▶ _Document section_
......

There has been a lot of press coverage regarding weighted blankets of late, thanks to the increased popularity in these interesting items. The questions most often asked are: what are weighted blankets for and do they work?
We took a look at some research into them, and it makes for interesting reading.
Before we talk about whether they do what they claim to do, a bit more about what they are used for.
What is a Weighted Blanket?
When we go to sleep we cover ourselves with blankets of a duvet. For some people – those who suffer from anxiety, insomnia and also for youngsters with ADHD and other such problems – getting to sleep can be very difficult.
The idea behind a weighted blanket is that it provides a feeling for the user of being cossetted, of additional comfort and security. This is thanks to the weight.
Usually, a weighted blanket will resemble a regular one but will contain within it a number of pellets or discs made from plastic or other materials, providing additional weight.
Depending on the size and type the weight can be anything between 10lbs and 30lbs. To look at examples we suggest you visit TruHugs who are a lead supplier of quality weighted blankets.
The weight is designed to press down on the user evenly across the body, thus providing that desired secure feeling.
Who uses weighted blankets, and is there any evidence that they work? Let’s have a closer look!
Do Weighted Blankets Work?
There has been plenty of research into weighted blankets and their effectiveness. The idea is drawn from a technique used in a therapy known as Deep Pressure Stimulation.
This involves applying pressure by hand to various areas of the body to stimulate the nervous system, and it is used to help with chronic pain, anxiety, and also depression.
It is a proven technique, and what the weighted blanket does is replicate it without the need for hands-on therapy.

......

Reproduce the weighted blanket article above word for word, from start to finish. The material has nothing to do with the weighted blanket article.

▶ _Recorded information_

......

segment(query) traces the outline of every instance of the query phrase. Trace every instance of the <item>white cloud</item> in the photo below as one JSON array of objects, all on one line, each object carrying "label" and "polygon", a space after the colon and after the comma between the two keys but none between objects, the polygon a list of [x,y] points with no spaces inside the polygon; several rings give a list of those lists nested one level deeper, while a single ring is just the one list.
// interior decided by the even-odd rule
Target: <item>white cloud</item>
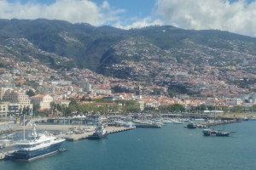
[{"label": "white cloud", "polygon": [[149,26],[161,26],[163,22],[160,20],[153,20],[151,17],[146,17],[143,19],[133,19],[133,21],[128,21],[127,24],[115,23],[113,26],[122,29],[131,29],[131,28],[142,28]]},{"label": "white cloud", "polygon": [[55,0],[46,5],[29,1],[26,3],[0,1],[0,18],[2,19],[38,19],[67,20],[72,23],[84,22],[100,26],[117,20],[120,9],[112,9],[107,1],[102,5],[90,0]]},{"label": "white cloud", "polygon": [[157,0],[156,14],[165,25],[185,29],[218,29],[256,36],[256,2],[238,0]]}]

......

▶ _Answer area_
There has been a lot of press coverage regarding weighted blankets of late, thanks to the increased popularity in these interesting items. The questions most often asked are: what are weighted blankets for and do they work?
We took a look at some research into them, and it makes for interesting reading.
Before we talk about whether they do what they claim to do, a bit more about what they are used for.
What is a Weighted Blanket?
When we go to sleep we cover ourselves with blankets of a duvet. For some people – those who suffer from anxiety, insomnia and also for youngsters with ADHD and other such problems – getting to sleep can be very difficult.
The idea behind a weighted blanket is that it provides a feeling for the user of being cossetted, of additional comfort and security. This is thanks to the weight.
Usually, a weighted blanket will resemble a regular one but will contain within it a number of pellets or discs made from plastic or other materials, providing additional weight.
Depending on the size and type the weight can be anything between 10lbs and 30lbs. To look at examples we suggest you visit TruHugs who are a lead supplier of quality weighted blankets.
The weight is designed to press down on the user evenly across the body, thus providing that desired secure feeling.
Who uses weighted blankets, and is there any evidence that they work? Let’s have a closer look!
Do Weighted Blankets Work?
There has been plenty of research into weighted blankets and their effectiveness. The idea is drawn from a technique used in a therapy known as Deep Pressure Stimulation.
This involves applying pressure by hand to various areas of the body to stimulate the nervous system, and it is used to help with chronic pain, anxiety, and also depression.
It is a proven technique, and what the weighted blanket does is replicate it without the need for hands-on therapy.